### Data provided:
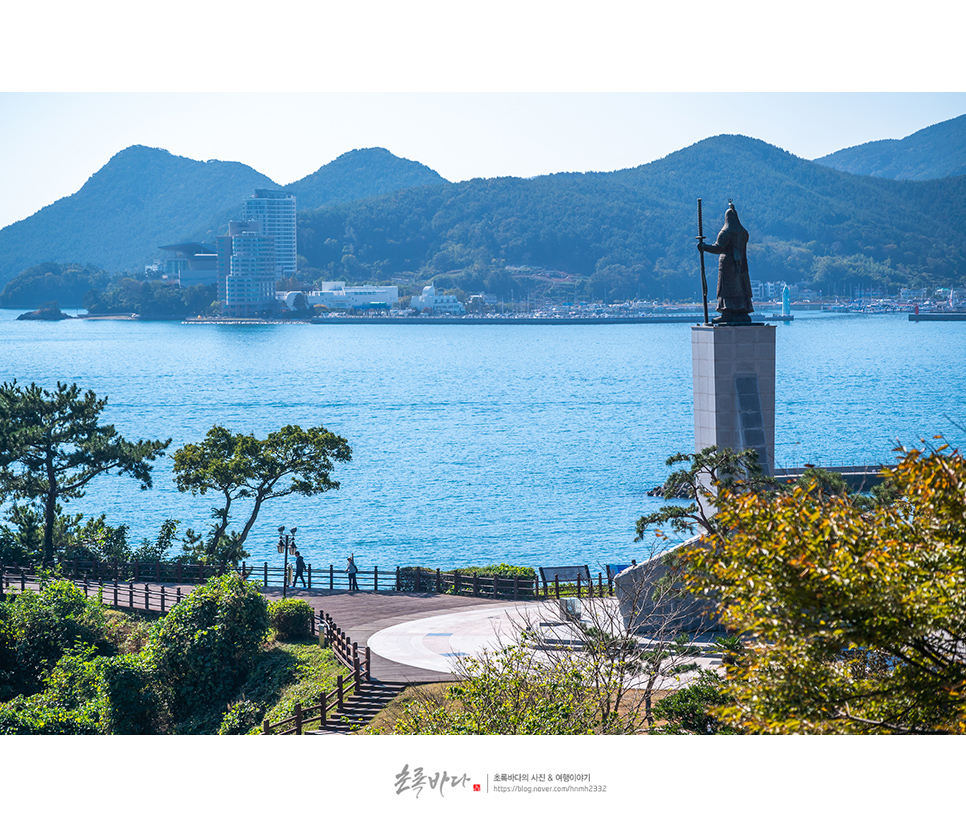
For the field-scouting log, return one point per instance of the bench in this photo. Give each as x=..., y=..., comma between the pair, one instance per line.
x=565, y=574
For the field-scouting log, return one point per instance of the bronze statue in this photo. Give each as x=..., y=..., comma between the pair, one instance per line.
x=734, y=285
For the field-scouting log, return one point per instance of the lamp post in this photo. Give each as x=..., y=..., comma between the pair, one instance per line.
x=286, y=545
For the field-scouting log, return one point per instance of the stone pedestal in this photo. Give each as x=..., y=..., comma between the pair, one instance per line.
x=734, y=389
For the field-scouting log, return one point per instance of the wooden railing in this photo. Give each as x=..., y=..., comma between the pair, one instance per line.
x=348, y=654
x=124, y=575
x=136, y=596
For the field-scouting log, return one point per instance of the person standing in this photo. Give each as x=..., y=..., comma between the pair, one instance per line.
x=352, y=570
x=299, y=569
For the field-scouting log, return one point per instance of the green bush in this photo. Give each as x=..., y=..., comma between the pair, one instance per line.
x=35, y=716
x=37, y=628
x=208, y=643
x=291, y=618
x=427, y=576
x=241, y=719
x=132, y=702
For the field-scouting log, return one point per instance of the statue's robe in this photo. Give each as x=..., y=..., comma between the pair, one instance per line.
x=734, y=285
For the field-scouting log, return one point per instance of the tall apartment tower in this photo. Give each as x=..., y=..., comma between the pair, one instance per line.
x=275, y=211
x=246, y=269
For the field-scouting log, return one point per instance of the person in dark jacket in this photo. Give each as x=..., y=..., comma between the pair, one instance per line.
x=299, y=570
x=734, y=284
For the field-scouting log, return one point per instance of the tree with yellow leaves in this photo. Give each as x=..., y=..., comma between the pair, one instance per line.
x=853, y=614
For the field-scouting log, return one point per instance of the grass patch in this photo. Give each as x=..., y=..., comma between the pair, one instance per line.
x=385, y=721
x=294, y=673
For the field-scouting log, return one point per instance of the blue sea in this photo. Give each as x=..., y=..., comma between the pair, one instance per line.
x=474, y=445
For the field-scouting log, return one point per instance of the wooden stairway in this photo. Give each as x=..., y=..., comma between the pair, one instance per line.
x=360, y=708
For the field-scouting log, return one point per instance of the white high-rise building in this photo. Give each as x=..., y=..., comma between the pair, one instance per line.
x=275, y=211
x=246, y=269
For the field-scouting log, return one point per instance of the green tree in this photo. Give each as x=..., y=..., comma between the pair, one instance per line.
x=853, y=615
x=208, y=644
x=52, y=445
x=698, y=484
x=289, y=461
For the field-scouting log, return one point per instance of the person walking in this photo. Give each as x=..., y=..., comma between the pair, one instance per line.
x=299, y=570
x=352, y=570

### Exercise:
Repeat the lines from the one containing "the person in" through the end of the listing, exactly and without any other lines; both ends are included.

### Complete answer:
For the field-scouting log, return one point per instance of the person in dark jacket in this photo. Give each as x=..., y=..., comma between the pair, one instance per line.
x=299, y=570
x=734, y=284
For the field-scouting log, return one point per instance of the tree with yellow leaves in this photo. Give each as x=..., y=..., comma between the pair, one instance per line.
x=853, y=614
For the field-scouting log, return one point per instance of the grass patch in this photo. Give each as x=..., y=..., comma between the pair, one instance per line.
x=385, y=721
x=294, y=673
For the field-scouting log, return one point per instance of the blue sea in this photo. Give each as x=..., y=..., comma between the pair, one instance per line.
x=474, y=445
For the field-scouting log, return one point per instance of the wooden stairway in this photo. Give each as x=..., y=..., comma between the pair, one instance per line.
x=360, y=708
For the field-scouting log, return one point per instance of the white high-rise building in this photo. Give each as x=..., y=..., comma between the pair, one instance per line.
x=275, y=211
x=246, y=269
For the field-scouting log, return one point per instance of the green tree in this photo. Give each as x=..., y=..., comma between the pair, one instance per line.
x=853, y=615
x=208, y=644
x=52, y=445
x=698, y=484
x=289, y=461
For the field-scouting log, return one point per instance of the person walking in this photo. Give each as x=..., y=..., comma between the pair, one instance per line.
x=299, y=570
x=352, y=570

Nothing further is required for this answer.